Lays: eu notei o som do trem, mas como a gente tava descendo a praça dos palmares, atravessou aquele sinal lá, eu percebi que era a estação.

 

[pessoas falando ao fundo]

 

Lays: que o som do trem, como a gente escuta de longe, né? Já dá pra perceber também.

 

Ticiane: sim.

 

Lays: de localizar. A gente já sabe aonde tá.

 

Ticiane: espero que ele não demore. Bora? [barulho da bengala; vento] a gente vai passar agora por cima da linha, do trilho. Passou o primeiro. O segundo. Agora vem pra cá, pra sua direita la, pra gente atravessar a principal agora. [som da bengala] só um minuto. Pode ir.

 

[som da bengala arrastando no chão, ambiência urbana, vento]

 

Ticiane: aqui já tem o chão marcado, aqui onde você tá em cima, tá vendo?

 

Lays: hanram

 

[ambiência]

 

Lays: o piso tátil?

 

Ticiane: é, aqui é a bolinha e esse aqui...

 

Lays: a bolinha é que demonstra que tem um obstáculo.

 

Ticiane: é? E aqui é o quadradinho. A bolinha tem o rapaz. A gente vai pegar aqui à direita agora pra entrar. [ambiência] pronto, e agora tem a sinalização no chão, ela te ajuda mesmo? Aqui mais pra cá, pra direita. Aí.

 

Lays: aqui, né?

 

Ticiane: é.

 

Lays: seguindo os trilhos, né? Isso aqui é bem importante, só que muitos, muitas pessoas que convivem com a deficiência, às vezes nem procura, sabia? Isso aqui. E às vezes acontece um acidente [....]

 

Ticiane: pra cá.

::::::::

**Tarefa proposta 1**:
Reproduza da transcrição tudo o que vai de "Lays: a bolinha" até "Lays: aqui, né?".
**Tarefa proposta 2**:
Reescreva em forma de lista a fala da transcrição que começa com "espero que ele não demore", mantendo os fatos principais.
**Tarefa proposta 3**:
Retome a transcrição da caminhada até a estação logo após a última fala apresentada.
Não é preciso consultar os dados.

**Seção de dados**:
::::::::

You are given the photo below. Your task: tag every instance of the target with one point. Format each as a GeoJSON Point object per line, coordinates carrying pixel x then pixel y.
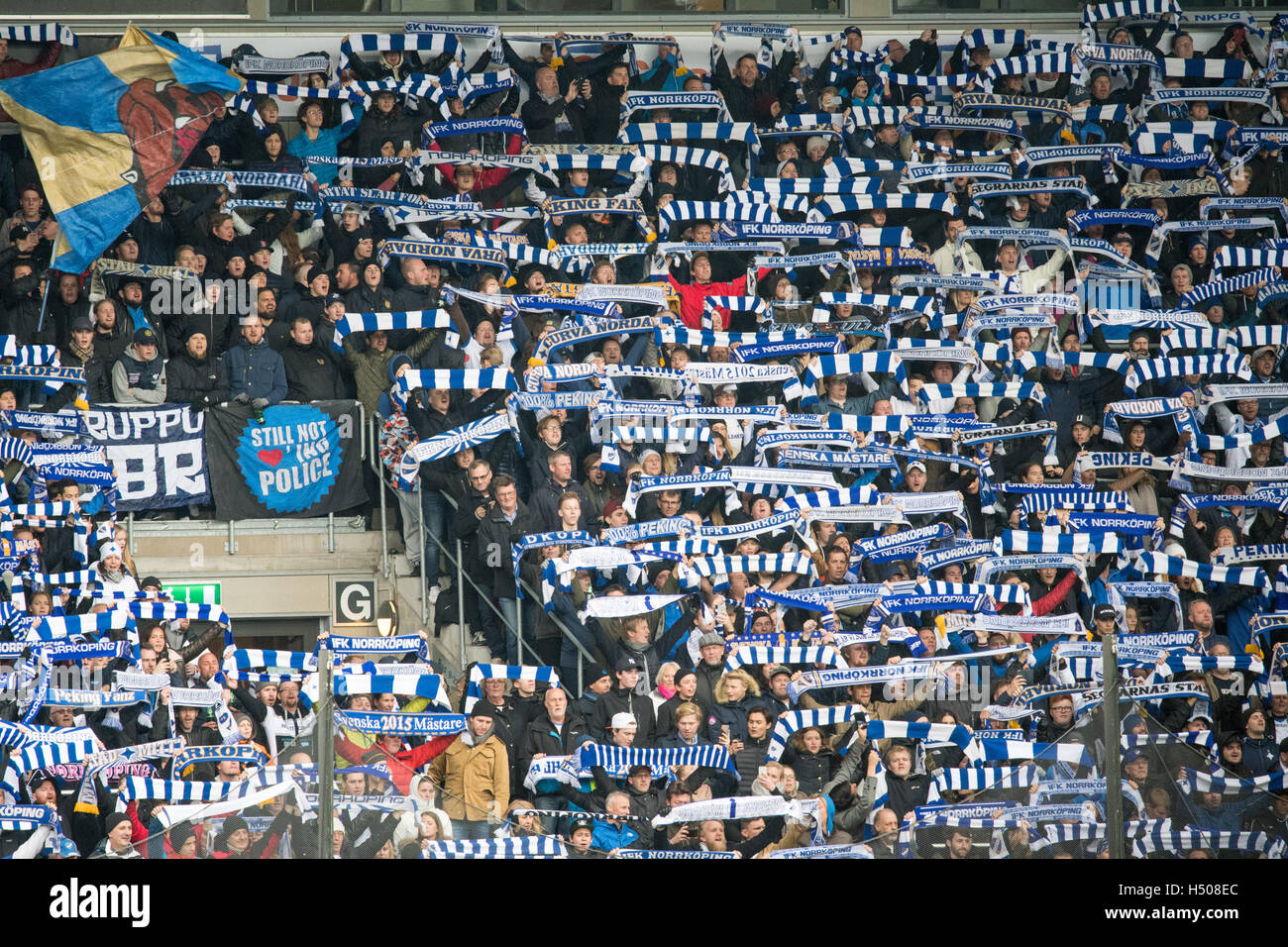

::::::::

**Resposta 1**:
Lays: a bolinha é que demonstra que tem um obstáculo.

 

Ticiane: é? E aqui é o quadradinho. A bolinha tem o rapaz. A gente vai pegar aqui à direita agora pra entrar. [ambiência] pronto, e agora tem a sinalização no chão, ela te ajuda mesmo? Aqui mais pra cá, pra direita. Aí.

 

Lays: aqui, né?

**Resposta 2**:
- Ticiane chama para seguir ("Bora?").
- A passagem é feita por cima da linha do trilho: primeiro um trilho, depois o segundo.
- Ticiane orienta Lays a vir para a direita para atravessar a rua principal.
- Depois de pedir um minuto, Ticiane avisa que já pode ir.

**Resposta 3**:
 

Lays: [...] aí a pessoa nem sentiu. Nem procurou saber se tinha.

 

Ticiane: a mangueira.

 

[barulho de vento]

 

Ticiane: mas você não acha que é também um lugar de aprendizado não formal, a pessoa cresceu e precisou se adaptar?

 

Lays: sim.

 

Ticiane: então ela acaba não se acostumando, isso acaba chagando depois.

 

Lays: hanram.

 

Ticiane: como uma coisa mais, né?

 

Lays: isso é a percepção que aquilo vai, de certa forma, vai lhe auxiliar, né? Até então não tinha mesmo, como eu tô aprendendo tudo de novo, né?

 

Ticiane: a gente já ta dentro da estação, vou procurar saber o horário do próximo, aí a gente dá uma sentada e conversa um pouco mais, acho que agora sem toda essa tensão [risos as duas]. Pra cá Lays, tem uma coisa aqui.

 

[ambiência]

 

Ticiane: olá, como é que eu sei qual o próximo trem para o Jaraguá?

 

Homem 2: pro Jaraguá? 4:45.

 

Ticiane: que hora que é agora?

 

Homem 2: eita não, desculpa, 4:30, 3:45 é agora.

 

Ticiane: 3:45, 4:30. Ele volta de lá que horas?

 

Homem 2: pra Jaraguá, né isso?

 

Ticiane: é.

 

Homem 2: que hora ele vai chegar lá?

 

Ticiane: que hora ele volta?

 

Homem 2: que hora ele volta? [pessoas conversando] 5:15.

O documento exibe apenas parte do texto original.